• **SELECTED PASSAGE**:

################

Radiographic Sensitivity and Negative Predictive Value for Acute Canine Spinal Trauma
Jennifer Kinns, Wilfried Mai, Gabriela Seiler, et al.
Veterinary Radiology & Ultrasound, 2006. 47(6): p.563-570.
The objectives of this study were to establish the sensitivity and negative predictive value of radiography for acute spinal osseous lesions in the canine trauma patient, and to evaluate the interobserver variability in radiographic assessment of the spine in traumatized dogs. This was a retrospective multiple observer blinded study. The study population included 30 canine patients that presented following acute trauma, with clinical signs attributable to the spinal column. Radiography and computed tomography (CT) were performed in all cases. Radiographic interpretation was performed independently by four observers with different experience levels who were blinded to clinical information (other than trauma) and the CT results. CT studies were interpreted by a further three radiologists who formed a consensus opinion on the presence of specific osseous lesions. Using the CT results as a gold standard, the sensitivities and negative predictive values of radiography for specific osseous lesions were calculated. Interobserver agreement was also evaluated. Radiography was found to have only a moderate sensitivity for fractures (72%) and subluxations (77.5%). Low negative predictive values were found for the presence of vertebral canal narrowing (58%) and fracture fragments within the vertebral canal (51%). Interobserver agreement was only moderate to fair for most lesion types. In conclusion, radiography cannot be used to reliably rule out potentially unstable acute vertebral lesions in the canine trauma patient, and further imaging is therefore often indicated in the patient with a high risk of such injuries.

################

• **COLLECTED DATA**:
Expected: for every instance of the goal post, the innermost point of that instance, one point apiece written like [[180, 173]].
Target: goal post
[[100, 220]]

################

• **YOUR ASSIGNMENT**:
Answer from the abstract on canine spinal radiography:
(a) How many dogs were in the study population?
(b) How many observers interpreted the radiographs independently?
(c) What sensitivity did radiography show for fractures?
The lines are separate from the abstract and have nothing to do with it.

• **TASK SOLUTION**:
(a) 30
(b) Four
(c) 72%